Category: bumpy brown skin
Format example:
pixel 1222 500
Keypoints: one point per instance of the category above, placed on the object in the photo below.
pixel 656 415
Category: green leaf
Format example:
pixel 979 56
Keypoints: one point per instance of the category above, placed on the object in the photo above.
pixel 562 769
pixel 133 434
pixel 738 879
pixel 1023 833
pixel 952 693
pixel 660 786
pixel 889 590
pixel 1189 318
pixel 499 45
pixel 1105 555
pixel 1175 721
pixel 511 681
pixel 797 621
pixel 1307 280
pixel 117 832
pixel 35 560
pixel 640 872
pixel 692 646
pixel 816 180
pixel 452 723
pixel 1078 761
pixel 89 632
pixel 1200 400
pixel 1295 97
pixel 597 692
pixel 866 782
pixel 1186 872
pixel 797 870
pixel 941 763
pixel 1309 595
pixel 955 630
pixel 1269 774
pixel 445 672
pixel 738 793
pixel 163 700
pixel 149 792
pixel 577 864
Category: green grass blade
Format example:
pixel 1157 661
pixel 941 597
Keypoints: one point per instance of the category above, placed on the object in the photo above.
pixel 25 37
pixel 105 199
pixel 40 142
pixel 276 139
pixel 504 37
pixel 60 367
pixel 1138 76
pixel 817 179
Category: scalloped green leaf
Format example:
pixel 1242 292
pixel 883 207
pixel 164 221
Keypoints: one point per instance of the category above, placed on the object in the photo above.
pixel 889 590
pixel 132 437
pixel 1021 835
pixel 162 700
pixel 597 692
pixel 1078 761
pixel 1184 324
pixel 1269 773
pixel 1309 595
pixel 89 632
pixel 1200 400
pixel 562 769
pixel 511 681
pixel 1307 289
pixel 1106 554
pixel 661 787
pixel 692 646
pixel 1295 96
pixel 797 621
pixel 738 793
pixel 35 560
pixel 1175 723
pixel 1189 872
####################
REQUIRED TASK:
Recast every line of the items above as a JSON list of strings, one string per line, omitting any blank lines.

RESULT OF THIS TASK:
[
  "Category: bumpy brown skin",
  "Format example:",
  "pixel 1222 500",
  "Keypoints: one point per instance of the category above, placed on the object in the photo below.",
  "pixel 656 415",
  "Category: green leaf",
  "Format example:",
  "pixel 979 56",
  "Keypoints: one point per instance of the category above, placed on the object in the photo above.",
  "pixel 562 769",
  "pixel 133 434",
  "pixel 738 879",
  "pixel 1023 833",
  "pixel 952 693",
  "pixel 660 786",
  "pixel 889 590",
  "pixel 1189 318",
  "pixel 499 45",
  "pixel 1105 555",
  "pixel 1175 721",
  "pixel 511 681",
  "pixel 797 621",
  "pixel 1307 280",
  "pixel 117 832",
  "pixel 35 560",
  "pixel 640 872",
  "pixel 692 646",
  "pixel 816 180",
  "pixel 452 723",
  "pixel 1078 761",
  "pixel 89 632",
  "pixel 1200 400",
  "pixel 1295 97",
  "pixel 597 692",
  "pixel 866 782",
  "pixel 1186 872",
  "pixel 797 870",
  "pixel 941 763",
  "pixel 1309 595",
  "pixel 955 630",
  "pixel 1269 774",
  "pixel 445 672",
  "pixel 738 793",
  "pixel 163 700",
  "pixel 149 792",
  "pixel 577 864",
  "Category: green grass blade",
  "Format example:",
  "pixel 1157 661",
  "pixel 941 597",
  "Keypoints: one point per instance of the category above, placed on the object in the photo above.",
  "pixel 25 37",
  "pixel 105 199",
  "pixel 40 142",
  "pixel 276 139",
  "pixel 504 37",
  "pixel 60 367",
  "pixel 1138 76",
  "pixel 817 179",
  "Category: scalloped green leaf",
  "Format example:",
  "pixel 1242 292",
  "pixel 883 207",
  "pixel 164 221",
  "Keypoints: one point per instance of the category above, placed on the object in the photo above.",
  "pixel 889 590",
  "pixel 132 437",
  "pixel 1021 835",
  "pixel 162 700",
  "pixel 597 692",
  "pixel 1078 761",
  "pixel 1184 324",
  "pixel 1269 773",
  "pixel 1309 595",
  "pixel 89 632",
  "pixel 1200 400",
  "pixel 562 769",
  "pixel 511 681",
  "pixel 1307 289",
  "pixel 1106 554",
  "pixel 661 787",
  "pixel 692 646",
  "pixel 1295 96",
  "pixel 797 621",
  "pixel 738 793",
  "pixel 35 560",
  "pixel 1175 723",
  "pixel 1189 872"
]